INSTRUCTIONS TO FOLLOW: Exactly reproduce each record listed below.

---------- RECORDS TO USE

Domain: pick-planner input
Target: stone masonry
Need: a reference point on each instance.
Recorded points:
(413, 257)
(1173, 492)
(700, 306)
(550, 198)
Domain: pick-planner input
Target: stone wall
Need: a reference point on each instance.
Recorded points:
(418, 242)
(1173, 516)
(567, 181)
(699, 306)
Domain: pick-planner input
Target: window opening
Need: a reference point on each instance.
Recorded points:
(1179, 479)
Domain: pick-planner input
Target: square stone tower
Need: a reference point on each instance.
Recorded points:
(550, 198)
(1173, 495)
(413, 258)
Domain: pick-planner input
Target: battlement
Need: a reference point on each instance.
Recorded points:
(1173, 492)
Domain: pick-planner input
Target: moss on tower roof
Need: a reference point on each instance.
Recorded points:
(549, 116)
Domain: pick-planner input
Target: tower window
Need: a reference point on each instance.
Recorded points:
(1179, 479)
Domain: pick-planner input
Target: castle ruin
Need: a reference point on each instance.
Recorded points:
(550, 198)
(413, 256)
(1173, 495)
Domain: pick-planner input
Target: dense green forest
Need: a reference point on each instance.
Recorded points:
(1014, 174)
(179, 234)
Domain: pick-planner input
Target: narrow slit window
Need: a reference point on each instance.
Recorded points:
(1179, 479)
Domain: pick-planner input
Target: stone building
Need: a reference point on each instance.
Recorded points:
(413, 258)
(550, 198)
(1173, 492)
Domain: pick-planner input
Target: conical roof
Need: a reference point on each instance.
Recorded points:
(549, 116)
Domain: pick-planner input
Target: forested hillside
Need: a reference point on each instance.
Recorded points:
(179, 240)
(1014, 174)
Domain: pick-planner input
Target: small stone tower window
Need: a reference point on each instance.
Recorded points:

--------------------

RESPONSE TO THE TASK:
Domain: pick-planner input
Target: stone masonry
Need: a reference point on each instance.
Recorded points:
(413, 257)
(1173, 492)
(700, 306)
(550, 198)
Domain: pick-planner input
Target: stone wall
Need: a reference point on each instance.
Recorded points:
(418, 242)
(1173, 516)
(567, 181)
(699, 306)
Domain: pick-planner input
Target: window opening
Need: a reference point on each instance.
Recorded points:
(1179, 479)
Domain: pick-planner input
Target: square stone tower
Need: a reference point on each instance.
Recorded points:
(550, 198)
(1173, 495)
(413, 258)
Domain: pick-planner input
Target: battlement
Need: a reference point on each instance.
Recorded points:
(1173, 492)
Domain: pick-planner input
Target: moss on tower roof
Need: a reference point on each instance.
Recorded points:
(549, 116)
Domain: pick-planner input
Target: tower window
Need: a reference point on each instance.
Recorded points:
(1179, 479)
Domain: pick-planner input
Target: castle ruin
Need: a reference point on each instance.
Recorded points:
(550, 198)
(413, 256)
(1173, 495)
Domain: pick-planner input
Target: dense green forest
Need: a reference point on each instance.
Recorded points:
(1014, 174)
(179, 234)
Domain: pick-planner input
Target: narrow slit window
Need: a reference point on each instance.
Recorded points:
(1179, 479)
Domain: pick-planner input
Target: stone building
Need: a reference point on each instance.
Recorded points:
(413, 258)
(550, 198)
(1173, 492)
Domain: pick-planner input
Target: conical roof
Need: a reference point on each instance.
Recorded points:
(549, 116)
Domain: pick-planner input
Target: forested hillside
Need: a reference point on each instance.
Recorded points:
(179, 240)
(1014, 174)
Domain: pick-planner input
Target: small stone tower window
Need: a reference point on each instance.
Recorded points:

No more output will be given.